BEGIN Document text

# Dating a washing machine



## miamicuse (Nov 13, 2011)

There are web sites that can tell you the manufacturer's date of a certain appliance given brand, model and serial number.

However I have a washer which I inherited at a property and I couldn't date them because the brand, model, serial once entered tells me it may have been manufactured in 1982 or 1999 or 2006. :huh:

It is a cloth washer. Brand is GE, model is WBB2090F1WW and serial ML148967G.

Any idea if I could date it better and what additional information may be needed?


----------



## nap (Dec 4, 2007)

it seems kind of kinky but hey, to each their own.

why do you need to date the thing? 

if nothing else you might call GE customer service.


----------



## Fix'n it (Mar 12, 2012)

your a pervert


----------



## thefixer56 (Feb 23, 2014)

It's a 2006 model.


----------



## Tom738 (Jun 1, 2010)

Search through any documents you were given for the house, or manuals, and you might find something. Manufacturer might know when it was built, when it was sold to a distributor or retailer, and which one, based on serial number. Then distributor or retailer might have a record of when it was sold, based on serial number or your address. In the alternative, your real estate record might show you the name of who owned the house then, and you can try to find them.


----------



## rjniles (Feb 5, 2007)

nap said:


> it seems kind of kinky but hey, to each their own.
> 
> .


Similar minds run in the same gutter. That was also my first thought when I read the title:laughing:


----------



## thefixer56 (Feb 23, 2014)

Not necessary to search further. I'm 100% confident it was manufactured in 2006. First, I don't know where you got 1999 from but GE recycles their serial number date codes every 12 years so your serial number could be for an 82 94 or 06, not 99, model. Based on the parts manual for your model, yours has the transmission that was used in GE washers from 95 thru 06. The F in the model number indicates that the model was introduced in 2005. The user manual for your model has the date of 2005 in it. It was most certainly made in 2006


----------



## miamicuse (Nov 13, 2011)

thefixer56 said:


> Not necessary to search further. I'm 100% confident it was manufactured in 2006. First, I don't know where you got 1999 from but GE recycles their serial number date codes every 12 years so your serial number could be for an 82 94 or 06, not 99, model. Based on the parts manual for your model, yours has the transmission that was used in GE washers from 95 thru 06. The F in the model number indicates that the model was introduced in 2005. The user manual for your model has the date of 2005 in it. It was most certainly made in 2006


Thank you, I used a wedsite that you enter brand, model and serial number and it usually give me good info but for this one it didn't. Thank you for the 2006 information!

END Document text
BEGIN Supplied material

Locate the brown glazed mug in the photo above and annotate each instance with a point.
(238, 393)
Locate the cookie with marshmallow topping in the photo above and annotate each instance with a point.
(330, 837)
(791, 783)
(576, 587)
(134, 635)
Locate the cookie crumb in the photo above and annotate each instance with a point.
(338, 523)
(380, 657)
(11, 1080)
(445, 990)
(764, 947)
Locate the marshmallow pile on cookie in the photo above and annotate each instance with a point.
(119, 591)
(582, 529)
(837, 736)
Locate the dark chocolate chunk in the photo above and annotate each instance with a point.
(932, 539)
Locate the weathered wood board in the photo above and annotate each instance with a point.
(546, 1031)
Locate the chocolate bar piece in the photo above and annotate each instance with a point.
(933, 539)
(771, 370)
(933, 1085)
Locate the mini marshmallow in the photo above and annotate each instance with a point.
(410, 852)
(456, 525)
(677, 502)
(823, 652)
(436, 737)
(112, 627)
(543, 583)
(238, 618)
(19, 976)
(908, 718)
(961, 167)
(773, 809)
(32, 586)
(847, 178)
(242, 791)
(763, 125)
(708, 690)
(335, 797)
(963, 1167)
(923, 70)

END Supplied material
BEGIN Supplied material

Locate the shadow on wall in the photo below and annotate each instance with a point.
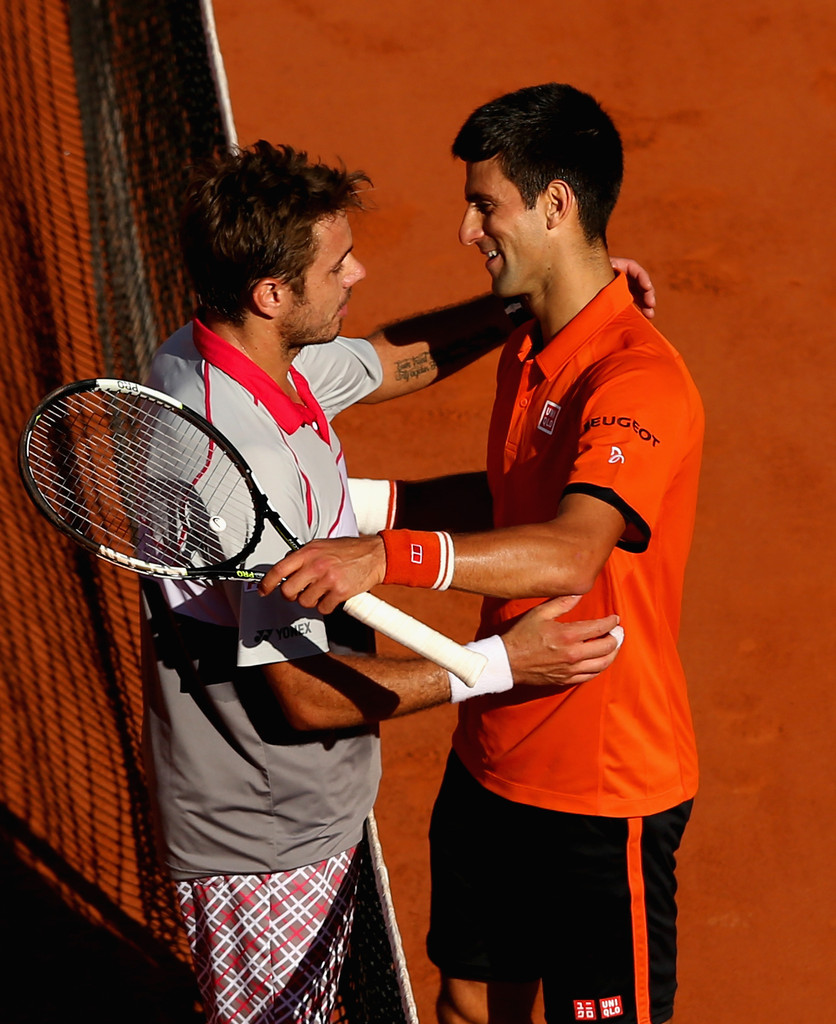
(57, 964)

END Supplied material
BEGIN Supplied material

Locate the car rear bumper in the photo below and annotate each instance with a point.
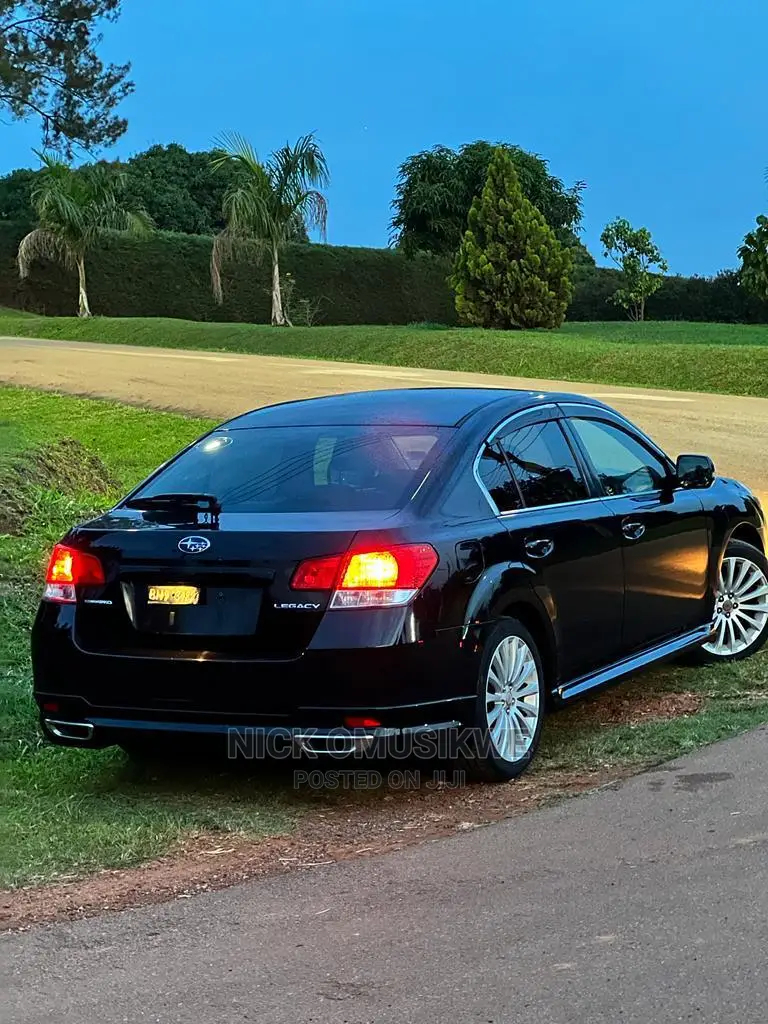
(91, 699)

END Supplied material

**Exercises:**
1. From the washing machine thread, write out the stretch from "Thank you, I" through "the 2006 information!".
2. According to the washing machine thread, how often does GE recycle its serial number date codes?
The records were taken from a different source.

**The solutions:**
1.
Thank you, I used a wedsite that you enter brand, model and serial number and it usually give me good info but for this one it didn't. Thank you for the 2006 information!

2. Every 12 years.